ИСХОДНЫЙ ТЕКСТ:
«Умом Россию не понять» — так начинается четверостишие Федора Тютчева, известного русского поэта-философа и воинствующего славянофила, жившего в 19 веке. Это афористическое высказывание сразу же стало «виральным» — не только внутри России, но и среди западных россиеведов и превратилось в своеобразный методологический ориентир. Вредный и бессмысленный ориентир.

Нулевая годовщина путинских преобразований и 100-летие евразийства

15 января Владимир Путин анонсировал серьезные конституционные реформы. Предполагается повышение роли губернаторов, расширение прав муниципалитетов, наделение парламентариев правом реального воздействия на формирование правительства и закрепление в Конституции Госсовета.

Несколькими днями ранее IMHOclub, Изборский клуб и другие «русскомировские» ресурсы устами Алексея Дзерманта напомнили, что «в наступившем и следующем году мы будем отмечать столетие евразийства».

Евразийство — это доктрина, к которой президент России обращается почти всегда, когда речь заходит об идентичности или духовных скрепах России. Как отмечает в одном из своих исследований Лайош Сасди, после прихода к власти Путина, Кремль резко увеличил финансирование «патриотических инициатив». А такого рода инициативы предполагали главным образом пропаганду неоевразийских идей и ценностей.

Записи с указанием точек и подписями
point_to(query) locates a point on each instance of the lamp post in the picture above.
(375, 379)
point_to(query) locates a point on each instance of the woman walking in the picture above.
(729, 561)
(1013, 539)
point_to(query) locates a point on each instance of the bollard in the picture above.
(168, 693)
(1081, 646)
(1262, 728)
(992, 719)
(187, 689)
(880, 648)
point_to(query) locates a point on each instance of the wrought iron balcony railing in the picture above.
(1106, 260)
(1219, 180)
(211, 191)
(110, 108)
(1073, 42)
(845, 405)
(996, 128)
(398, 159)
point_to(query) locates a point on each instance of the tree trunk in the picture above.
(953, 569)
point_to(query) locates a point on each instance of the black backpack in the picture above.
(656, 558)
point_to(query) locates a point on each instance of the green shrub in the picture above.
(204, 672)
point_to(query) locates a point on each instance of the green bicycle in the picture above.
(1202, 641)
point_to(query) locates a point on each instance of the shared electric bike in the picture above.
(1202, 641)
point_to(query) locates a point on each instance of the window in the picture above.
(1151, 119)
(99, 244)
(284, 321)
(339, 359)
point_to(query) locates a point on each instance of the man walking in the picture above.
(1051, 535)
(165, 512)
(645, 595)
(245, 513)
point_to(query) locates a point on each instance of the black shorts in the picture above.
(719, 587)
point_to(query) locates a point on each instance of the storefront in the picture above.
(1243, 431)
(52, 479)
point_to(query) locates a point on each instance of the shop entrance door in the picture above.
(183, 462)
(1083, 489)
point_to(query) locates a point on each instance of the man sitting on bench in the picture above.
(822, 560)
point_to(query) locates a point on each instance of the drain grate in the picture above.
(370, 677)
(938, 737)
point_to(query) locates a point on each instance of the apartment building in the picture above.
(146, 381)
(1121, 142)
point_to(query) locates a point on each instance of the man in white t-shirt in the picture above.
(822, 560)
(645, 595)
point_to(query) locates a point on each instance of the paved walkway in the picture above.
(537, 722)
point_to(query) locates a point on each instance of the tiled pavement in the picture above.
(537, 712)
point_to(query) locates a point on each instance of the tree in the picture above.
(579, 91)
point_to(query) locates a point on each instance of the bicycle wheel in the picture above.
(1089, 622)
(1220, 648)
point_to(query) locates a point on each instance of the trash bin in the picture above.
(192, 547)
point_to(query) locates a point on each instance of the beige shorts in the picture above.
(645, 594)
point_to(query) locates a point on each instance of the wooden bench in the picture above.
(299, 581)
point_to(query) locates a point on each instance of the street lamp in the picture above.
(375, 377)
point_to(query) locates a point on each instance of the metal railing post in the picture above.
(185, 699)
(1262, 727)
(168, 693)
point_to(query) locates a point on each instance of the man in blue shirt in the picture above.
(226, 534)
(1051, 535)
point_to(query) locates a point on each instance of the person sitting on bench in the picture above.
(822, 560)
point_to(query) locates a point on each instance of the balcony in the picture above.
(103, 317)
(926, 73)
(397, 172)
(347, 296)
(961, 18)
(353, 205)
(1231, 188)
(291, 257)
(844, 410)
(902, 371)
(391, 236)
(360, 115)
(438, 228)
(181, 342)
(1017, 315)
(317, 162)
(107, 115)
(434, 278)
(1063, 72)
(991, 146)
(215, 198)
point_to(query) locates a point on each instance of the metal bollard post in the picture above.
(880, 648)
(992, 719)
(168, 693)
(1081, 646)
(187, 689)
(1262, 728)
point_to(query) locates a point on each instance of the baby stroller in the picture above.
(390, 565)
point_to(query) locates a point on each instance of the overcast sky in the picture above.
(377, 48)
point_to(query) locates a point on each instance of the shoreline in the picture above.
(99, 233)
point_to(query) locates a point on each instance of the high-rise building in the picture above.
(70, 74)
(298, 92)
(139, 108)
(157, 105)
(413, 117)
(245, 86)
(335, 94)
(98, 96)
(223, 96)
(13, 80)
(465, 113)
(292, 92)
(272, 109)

ЧТО ТРЕБУЕТСЯ:
Напишите продолжение текста о евразийстве и путинских реформах, начиная сразу после его последнего предложения.

ОТВЕТ НА ЗАДАНИЕ:
На одной из встреч с активом партии «Единая Россия» Путин сказал: «Евразийство —традиция нашей политической мысли. Оно в России укоренилось давно, а сейчас приобретает совершенно новое звучание, особенно в связи с интенсификацией интеграционных процессов на постсоветском пространстве. И более того, из области политической философии это уже фактически перекочевало в политическую плоскость, в повестку дня текущей работы».

Начало конституционной реформы под предводительством Путина и 100-летие евразийства — это, скорее всего, случайное совпадение. Но оно является хорошим поводом, чтобы обратится к идеологической составляющей политики Кремля путинской эпохи.

Эпоха правления Путина ознаменовалась отказом от либерально-демократической модели (но с сохранением рыночных механизмов в экономике) и конфронтацией с западным миром. Поскольку западная цивилизация, и либерализм в частности, принято ассоциировать с рационализмом, политика Путина стала восприниматься как безумная, инстинктивная, нечто родом из XIX века. Один из молодых авторов газеты Stanford Politics призывает изучать евразийство для того, чтобы найти «рациональный подход к борьбе с противником, цели которого вытекают из иррациональной и опасной идеологии». Ноах Ротман, редактор интернет-журнала Commentary констатировал у Путина «беспокоящее отстранение от всего, что напоминает объективную реальность».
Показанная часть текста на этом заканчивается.